### EXTRACT

Although the signals transmitted by the vehicles are described as being transmitted through a cellular network, it will be appreciated that the invention is also applicable when they are transmitted in any other wireless frequency band or network, such as Wi-Fi. Bluetooth and DSRC.

The system operates as follows:

1. The Signal Controller (SC) 4 is mounted at an intersection and regulates the traffic by traffic lights 18 mounted at every approach of the intersection as illustrated in FIG. 1. SC 4 is operated by a CPU that is provided with an algorithm that allocates green time to every phase group at a predefined phase group sequence.

######

#### [WORK REQUIRED]
Copy the traffic signal passage starting at "1. The Signal" and ending at "phase group sequence.", changing "intersection" to "junction" throughout.

### DATA ENTRIES

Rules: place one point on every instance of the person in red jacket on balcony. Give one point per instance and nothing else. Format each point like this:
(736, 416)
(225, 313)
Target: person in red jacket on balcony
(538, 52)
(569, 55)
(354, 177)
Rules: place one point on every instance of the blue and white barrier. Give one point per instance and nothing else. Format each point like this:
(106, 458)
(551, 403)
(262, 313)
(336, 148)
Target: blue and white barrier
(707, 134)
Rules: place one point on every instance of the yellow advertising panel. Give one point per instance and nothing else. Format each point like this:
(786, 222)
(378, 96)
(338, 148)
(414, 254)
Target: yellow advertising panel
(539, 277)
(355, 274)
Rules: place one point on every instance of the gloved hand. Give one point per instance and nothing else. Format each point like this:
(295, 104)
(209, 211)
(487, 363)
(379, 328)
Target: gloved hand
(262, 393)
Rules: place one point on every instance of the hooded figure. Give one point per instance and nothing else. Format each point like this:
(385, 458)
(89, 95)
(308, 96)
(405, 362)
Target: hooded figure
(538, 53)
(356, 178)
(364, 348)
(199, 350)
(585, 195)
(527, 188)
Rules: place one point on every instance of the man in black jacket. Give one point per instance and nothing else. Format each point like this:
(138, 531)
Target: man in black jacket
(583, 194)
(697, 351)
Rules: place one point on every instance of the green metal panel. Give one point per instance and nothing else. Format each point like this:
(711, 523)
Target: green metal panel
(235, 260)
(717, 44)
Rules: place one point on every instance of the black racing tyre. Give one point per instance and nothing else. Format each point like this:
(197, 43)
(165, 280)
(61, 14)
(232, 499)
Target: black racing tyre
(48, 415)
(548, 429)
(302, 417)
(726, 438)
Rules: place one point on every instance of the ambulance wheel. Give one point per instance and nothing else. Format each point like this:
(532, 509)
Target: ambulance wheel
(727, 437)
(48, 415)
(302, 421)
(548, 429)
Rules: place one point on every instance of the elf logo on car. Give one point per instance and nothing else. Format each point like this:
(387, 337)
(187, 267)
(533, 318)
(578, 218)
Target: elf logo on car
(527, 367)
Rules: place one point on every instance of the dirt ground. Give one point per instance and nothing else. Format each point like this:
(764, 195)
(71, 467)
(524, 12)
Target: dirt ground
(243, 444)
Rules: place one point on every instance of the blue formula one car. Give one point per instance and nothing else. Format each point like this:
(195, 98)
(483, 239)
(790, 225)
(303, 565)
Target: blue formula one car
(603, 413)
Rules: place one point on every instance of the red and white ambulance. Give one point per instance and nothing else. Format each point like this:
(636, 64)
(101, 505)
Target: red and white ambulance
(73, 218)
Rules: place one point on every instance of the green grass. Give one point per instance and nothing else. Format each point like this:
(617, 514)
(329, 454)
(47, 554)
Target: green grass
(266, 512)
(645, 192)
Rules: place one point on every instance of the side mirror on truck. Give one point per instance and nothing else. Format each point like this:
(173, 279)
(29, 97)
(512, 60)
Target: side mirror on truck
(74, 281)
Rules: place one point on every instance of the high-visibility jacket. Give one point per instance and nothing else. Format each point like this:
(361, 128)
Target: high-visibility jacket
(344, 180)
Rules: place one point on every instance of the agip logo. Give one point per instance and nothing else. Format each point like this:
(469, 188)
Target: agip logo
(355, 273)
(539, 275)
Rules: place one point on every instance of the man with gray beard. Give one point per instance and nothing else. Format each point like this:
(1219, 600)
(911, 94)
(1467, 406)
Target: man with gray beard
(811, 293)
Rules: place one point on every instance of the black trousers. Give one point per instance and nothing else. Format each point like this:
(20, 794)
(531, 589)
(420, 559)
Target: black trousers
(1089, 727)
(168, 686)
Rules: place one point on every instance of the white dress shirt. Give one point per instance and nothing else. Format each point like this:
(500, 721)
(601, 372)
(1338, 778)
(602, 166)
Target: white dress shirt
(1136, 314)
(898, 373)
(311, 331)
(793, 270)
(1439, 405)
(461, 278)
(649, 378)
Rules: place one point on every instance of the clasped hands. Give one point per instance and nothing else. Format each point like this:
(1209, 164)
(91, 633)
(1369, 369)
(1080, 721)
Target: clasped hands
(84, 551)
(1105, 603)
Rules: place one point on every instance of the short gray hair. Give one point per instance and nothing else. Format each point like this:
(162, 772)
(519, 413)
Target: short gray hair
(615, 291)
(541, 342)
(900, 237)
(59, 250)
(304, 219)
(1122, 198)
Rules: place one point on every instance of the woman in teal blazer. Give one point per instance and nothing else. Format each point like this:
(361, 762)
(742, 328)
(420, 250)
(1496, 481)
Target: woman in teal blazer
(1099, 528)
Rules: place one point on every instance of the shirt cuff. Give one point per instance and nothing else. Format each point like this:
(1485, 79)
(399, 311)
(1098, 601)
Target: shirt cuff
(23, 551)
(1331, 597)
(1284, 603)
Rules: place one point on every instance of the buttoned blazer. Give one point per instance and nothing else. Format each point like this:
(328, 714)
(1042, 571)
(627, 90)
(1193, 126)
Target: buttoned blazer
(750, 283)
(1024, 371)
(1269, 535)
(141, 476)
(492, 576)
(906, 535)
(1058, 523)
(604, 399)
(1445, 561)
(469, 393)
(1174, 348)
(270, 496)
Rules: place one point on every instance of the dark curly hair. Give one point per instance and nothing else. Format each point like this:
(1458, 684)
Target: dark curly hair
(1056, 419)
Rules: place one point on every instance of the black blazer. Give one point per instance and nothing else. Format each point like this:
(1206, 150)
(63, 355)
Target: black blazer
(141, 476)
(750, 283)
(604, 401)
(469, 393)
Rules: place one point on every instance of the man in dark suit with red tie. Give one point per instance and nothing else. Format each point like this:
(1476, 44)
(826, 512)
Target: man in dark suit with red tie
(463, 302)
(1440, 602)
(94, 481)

######

#### [RESULT OF THIS EXERCISE]
1. The Signal Controller (SC) 4 is mounted at an junction and regulates the traffic by traffic lights 18 mounted at every approach of the junction as illustrated in FIG. 1. SC 4 is operated by a CPU that is provided with an algorithm that allocates green time to every phase group at a predefined phase group sequence.